• [Text excerpt]:

- - - -

The Secret Life of CeeCee Wilkes
By Diane Chamberlain

CeeCee Wilkes, an independent teenager, makes a series of terribly bad decisions.  Caught up in the charming wiles of a blue-eyed handsome college-aged man, Timothy Gleason, CeeCee is easily coerced and manipulated into participating in a serious crime involving the governor and his pregnant wife. The lies snowball over time until CeeCee, now Eve Elliot, finds herself so far in that she can’t find a way out.  The story involves an underground world for convicts, kidnapping, murder and mystery.  But it’s really about CeeCee coming to terms with her own personal values, her own maternal instincts, and what it truly means to love and nurture others.  The story took a while to grab my attention.  I liked the book once it picked up the pace.  Then I was curious as to what would happen next.  At times, I was sympathetic to CeeCee’s situation especially when she was young and naive.  Most often, I didn’t care for CeeCee at all because she showed little personal growth for being portrayed as such an intelligent and caring individual. I’m sure CeeCee isn’t the first or last nice girl to be smitten by a good looking charming man, but most wouldn’t take it this far.  I hear there’s quite a following for Diane Chamberlain’s books.  I liked The Secret Life of CeeCee Wilkes well enough to consider tackling another sometime down the road.

- - - -

• [Stored data]:
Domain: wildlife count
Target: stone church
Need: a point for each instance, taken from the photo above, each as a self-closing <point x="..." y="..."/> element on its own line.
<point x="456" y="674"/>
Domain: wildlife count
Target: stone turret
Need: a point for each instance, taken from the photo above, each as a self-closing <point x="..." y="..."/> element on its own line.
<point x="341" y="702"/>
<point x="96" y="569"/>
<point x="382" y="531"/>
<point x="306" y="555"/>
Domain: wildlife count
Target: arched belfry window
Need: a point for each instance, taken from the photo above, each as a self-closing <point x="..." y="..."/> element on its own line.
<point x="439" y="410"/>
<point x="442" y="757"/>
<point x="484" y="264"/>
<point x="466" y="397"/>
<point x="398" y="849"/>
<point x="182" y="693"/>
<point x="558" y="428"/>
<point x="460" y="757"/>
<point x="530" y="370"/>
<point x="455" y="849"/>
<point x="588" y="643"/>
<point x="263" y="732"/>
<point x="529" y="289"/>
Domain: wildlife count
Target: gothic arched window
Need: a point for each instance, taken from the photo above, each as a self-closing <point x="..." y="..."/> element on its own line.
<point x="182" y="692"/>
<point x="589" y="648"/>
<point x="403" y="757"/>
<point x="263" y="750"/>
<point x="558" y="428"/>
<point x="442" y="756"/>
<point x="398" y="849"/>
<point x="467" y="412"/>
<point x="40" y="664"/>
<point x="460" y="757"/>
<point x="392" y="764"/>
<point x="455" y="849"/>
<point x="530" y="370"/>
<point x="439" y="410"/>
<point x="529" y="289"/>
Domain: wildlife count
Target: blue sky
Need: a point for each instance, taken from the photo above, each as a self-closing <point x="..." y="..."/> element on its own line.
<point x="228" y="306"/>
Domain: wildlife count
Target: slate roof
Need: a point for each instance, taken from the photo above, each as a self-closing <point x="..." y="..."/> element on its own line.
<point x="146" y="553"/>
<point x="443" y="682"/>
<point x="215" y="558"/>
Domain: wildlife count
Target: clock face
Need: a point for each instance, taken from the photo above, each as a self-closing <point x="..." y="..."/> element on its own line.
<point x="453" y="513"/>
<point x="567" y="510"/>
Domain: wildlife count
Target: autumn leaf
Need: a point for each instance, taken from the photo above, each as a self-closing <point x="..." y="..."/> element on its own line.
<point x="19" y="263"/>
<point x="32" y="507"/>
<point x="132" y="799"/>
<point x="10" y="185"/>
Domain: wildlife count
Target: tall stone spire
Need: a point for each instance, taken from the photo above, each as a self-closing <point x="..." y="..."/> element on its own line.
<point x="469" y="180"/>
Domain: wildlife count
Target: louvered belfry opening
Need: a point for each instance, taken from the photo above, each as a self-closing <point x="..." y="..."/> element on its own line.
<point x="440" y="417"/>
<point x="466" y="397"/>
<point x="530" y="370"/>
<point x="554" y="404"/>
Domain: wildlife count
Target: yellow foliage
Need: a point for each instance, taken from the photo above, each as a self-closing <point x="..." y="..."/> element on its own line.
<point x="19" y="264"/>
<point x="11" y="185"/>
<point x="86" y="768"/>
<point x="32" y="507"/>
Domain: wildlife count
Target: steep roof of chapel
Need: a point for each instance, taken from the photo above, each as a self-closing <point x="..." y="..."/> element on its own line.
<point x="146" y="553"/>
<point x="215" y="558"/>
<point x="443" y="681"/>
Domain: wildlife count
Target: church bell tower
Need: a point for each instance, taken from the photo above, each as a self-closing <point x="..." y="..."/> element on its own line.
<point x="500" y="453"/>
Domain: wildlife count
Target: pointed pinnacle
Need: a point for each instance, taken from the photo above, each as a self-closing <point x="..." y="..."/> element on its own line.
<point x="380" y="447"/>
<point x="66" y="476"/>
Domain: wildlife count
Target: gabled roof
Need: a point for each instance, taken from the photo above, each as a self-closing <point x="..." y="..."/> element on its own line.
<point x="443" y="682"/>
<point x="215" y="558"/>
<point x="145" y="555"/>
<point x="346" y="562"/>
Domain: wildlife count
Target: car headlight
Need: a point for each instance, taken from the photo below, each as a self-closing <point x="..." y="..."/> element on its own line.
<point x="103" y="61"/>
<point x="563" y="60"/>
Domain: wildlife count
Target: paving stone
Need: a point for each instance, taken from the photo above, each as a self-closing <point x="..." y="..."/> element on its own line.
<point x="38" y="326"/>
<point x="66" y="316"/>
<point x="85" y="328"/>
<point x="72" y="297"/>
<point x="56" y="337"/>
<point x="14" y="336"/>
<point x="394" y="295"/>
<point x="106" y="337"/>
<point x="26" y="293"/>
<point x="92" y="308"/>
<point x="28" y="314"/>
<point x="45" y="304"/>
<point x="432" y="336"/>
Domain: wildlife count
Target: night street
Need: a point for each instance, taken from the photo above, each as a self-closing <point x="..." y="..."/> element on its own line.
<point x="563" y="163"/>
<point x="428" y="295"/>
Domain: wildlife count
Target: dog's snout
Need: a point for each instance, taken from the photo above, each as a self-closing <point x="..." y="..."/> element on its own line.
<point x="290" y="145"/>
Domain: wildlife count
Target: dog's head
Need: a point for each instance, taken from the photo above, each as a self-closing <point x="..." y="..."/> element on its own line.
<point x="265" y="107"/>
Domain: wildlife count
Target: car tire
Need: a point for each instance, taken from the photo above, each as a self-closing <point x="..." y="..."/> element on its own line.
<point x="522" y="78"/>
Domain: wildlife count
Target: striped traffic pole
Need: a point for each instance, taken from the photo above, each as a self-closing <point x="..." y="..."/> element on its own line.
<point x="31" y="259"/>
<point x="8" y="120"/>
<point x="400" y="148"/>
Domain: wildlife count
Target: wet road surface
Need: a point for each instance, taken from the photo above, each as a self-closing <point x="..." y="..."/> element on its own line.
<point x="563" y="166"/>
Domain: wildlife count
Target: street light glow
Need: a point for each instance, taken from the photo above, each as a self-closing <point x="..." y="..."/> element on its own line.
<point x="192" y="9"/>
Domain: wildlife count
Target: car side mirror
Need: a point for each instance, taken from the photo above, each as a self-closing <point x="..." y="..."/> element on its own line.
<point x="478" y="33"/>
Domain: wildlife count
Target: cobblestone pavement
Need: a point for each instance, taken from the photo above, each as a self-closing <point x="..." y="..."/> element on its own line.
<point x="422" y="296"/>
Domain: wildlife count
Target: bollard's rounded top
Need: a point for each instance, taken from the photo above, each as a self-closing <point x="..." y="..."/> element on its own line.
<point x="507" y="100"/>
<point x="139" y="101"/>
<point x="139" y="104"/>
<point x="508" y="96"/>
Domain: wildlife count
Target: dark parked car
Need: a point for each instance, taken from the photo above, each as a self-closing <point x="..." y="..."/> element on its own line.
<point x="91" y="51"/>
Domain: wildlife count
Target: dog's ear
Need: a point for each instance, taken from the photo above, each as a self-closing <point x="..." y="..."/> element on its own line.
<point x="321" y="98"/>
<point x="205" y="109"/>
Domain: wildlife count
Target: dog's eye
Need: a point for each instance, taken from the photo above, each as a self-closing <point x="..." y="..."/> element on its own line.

- - - -

• [Prompt 1]:
In the book review of The Secret Life of CeeCee Wilkes, what name is CeeCee using by the time the lies have snowballed?
• [Prompt 2]:
List everything that, according to the book review of The Secret Life of CeeCee Wilkes, the story involves, besides what it is "really about."

• [Expected output 1]:
Eve Elliot

• [Expected output 2]:
- an underground world for convicts
- kidnapping
- murder
- mystery